■ Task to complete
Render every line of the entries below as a Markdown table with the columns Row and Line, numbering the rows and skipping blank lines. Omit the pictures from the table.

■ Input records
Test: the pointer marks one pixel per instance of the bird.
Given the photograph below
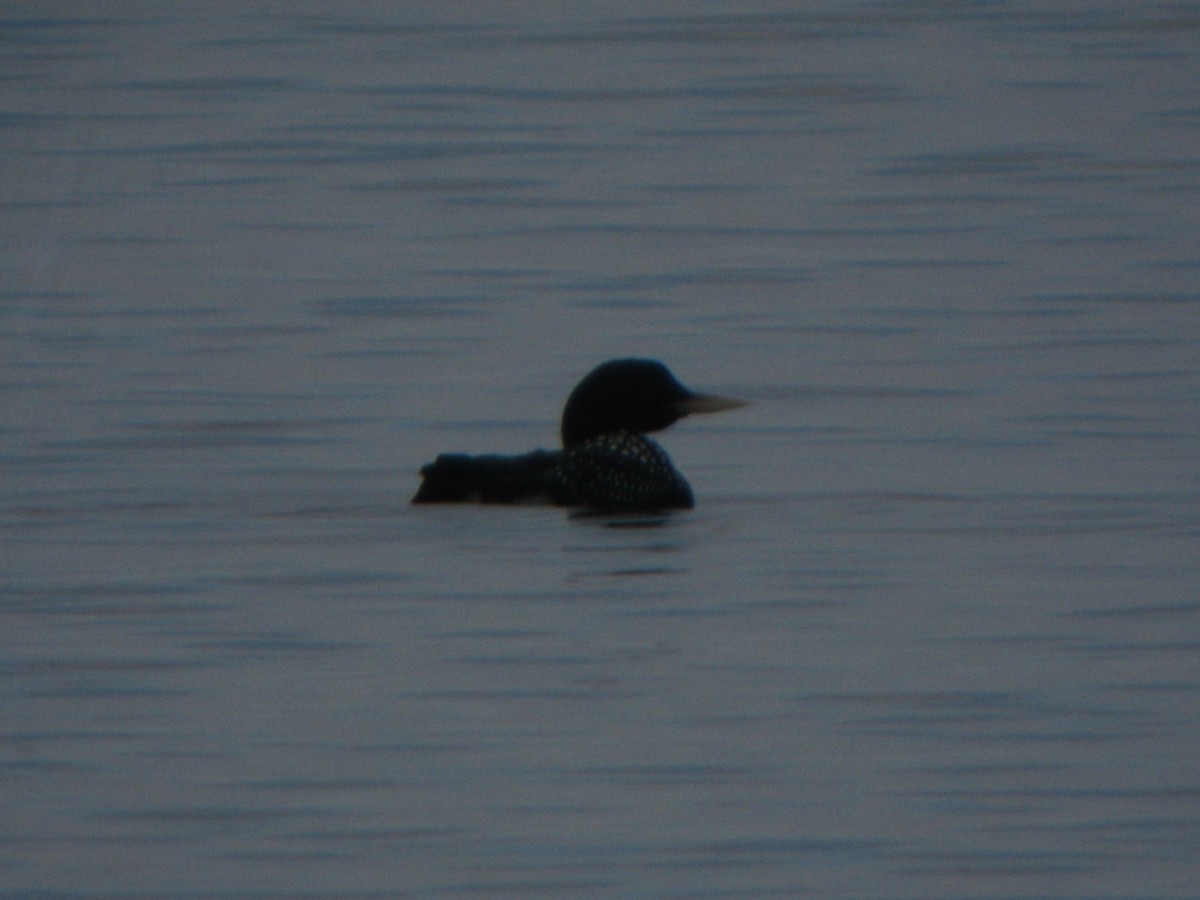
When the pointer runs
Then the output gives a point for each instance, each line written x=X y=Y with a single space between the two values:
x=607 y=462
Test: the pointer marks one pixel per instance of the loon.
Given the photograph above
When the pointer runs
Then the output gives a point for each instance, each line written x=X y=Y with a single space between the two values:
x=606 y=463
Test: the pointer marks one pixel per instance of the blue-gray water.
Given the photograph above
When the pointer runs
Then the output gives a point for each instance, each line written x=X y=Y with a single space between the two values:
x=934 y=628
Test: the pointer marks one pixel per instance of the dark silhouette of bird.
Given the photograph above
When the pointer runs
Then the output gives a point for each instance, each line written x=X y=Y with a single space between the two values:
x=606 y=463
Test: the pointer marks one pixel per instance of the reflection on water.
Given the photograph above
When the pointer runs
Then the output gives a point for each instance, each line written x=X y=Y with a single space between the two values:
x=931 y=628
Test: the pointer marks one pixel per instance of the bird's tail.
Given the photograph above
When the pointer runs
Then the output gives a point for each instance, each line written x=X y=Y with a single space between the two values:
x=459 y=478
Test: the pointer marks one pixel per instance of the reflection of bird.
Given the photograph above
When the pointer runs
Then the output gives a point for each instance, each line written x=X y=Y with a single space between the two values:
x=606 y=461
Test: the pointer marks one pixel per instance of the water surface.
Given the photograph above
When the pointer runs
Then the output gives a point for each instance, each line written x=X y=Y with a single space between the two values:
x=930 y=631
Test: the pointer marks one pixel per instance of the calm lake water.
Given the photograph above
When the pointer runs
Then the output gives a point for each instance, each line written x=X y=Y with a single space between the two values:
x=934 y=627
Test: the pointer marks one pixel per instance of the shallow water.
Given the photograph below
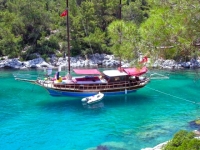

■ Answer to this problem
| Row | Line |
|---|---|
| 1 | Test: the pointer marks one pixel per instance of the bird. |
| 2 | Given the photograph below |
| 3 | When the pointer runs |
| 4 | Then the output gives a point for each instance, each line written x=X y=Y with a single space between the two values: |
| 5 | x=607 y=462 |
| 6 | Test: the pointer marks one pixel per instance of the loon. |
| 7 | Given the photograph above |
| 8 | When the pointer runs |
| 9 | Then the output gives a point for each instance, each line written x=X y=Y with a single space between the two values: |
| 10 | x=606 y=463 |
| 11 | Test: the pointer marks one pixel per instance of the blue-gray water. |
| 12 | Given the photograph above |
| 13 | When the pointer runs |
| 14 | Then the output gives a point for each instance, each line written x=X y=Y with a single space between the two values: |
| 15 | x=934 y=628 |
| 16 | Test: the pointer marks one pixel per instance of the dark silhouette of bird. |
| 17 | Given the photograph above |
| 18 | When the pointer runs |
| 19 | Then the output gives a point for each instance, each line written x=X y=Y with a single space between the two values: |
| 20 | x=606 y=463 |
| 21 | Test: the pointer marks one pixel per instance of the reflection on water. |
| 22 | Given the photograph above |
| 23 | When the pointer runs |
| 24 | Then the output gives a point for each instance, each line written x=X y=Y with a single space between the two values: |
| 25 | x=931 y=628 |
| 26 | Test: the pointer marks one pixel per instance of the bird's tail. |
| 27 | Given the photograph above |
| 28 | When the pointer runs |
| 29 | Then the output gives a point for each instance, each line written x=X y=Y with a single space between the two values: |
| 30 | x=459 y=478 |
| 31 | Test: the pointer marks one pixel per instance of the reflection of bird. |
| 32 | Given the photograph above |
| 33 | When the pointer runs |
| 34 | Then the output gives a point for each instance, each line written x=X y=Y with a single space between the two values: |
| 35 | x=606 y=461 |
| 36 | Test: the pointer marks one pixel per instance of the water surface. |
| 37 | Given the photograph above |
| 38 | When the pointer runs |
| 39 | Then the output gives a point for each instance, each line written x=X y=Y with a single space between the two values: |
| 40 | x=930 y=631 |
| 41 | Test: the pointer marks one pixel per instance of the calm lake water. |
| 42 | Given the photograph above |
| 43 | When the pointer runs |
| 44 | Then the output gives a point for each instance, each line written x=X y=Y with a single space between the two values: |
| 45 | x=934 y=627 |
| 46 | Test: the pointer marks one pixel per instance of the shallow water. |
| 47 | Given the photograph below |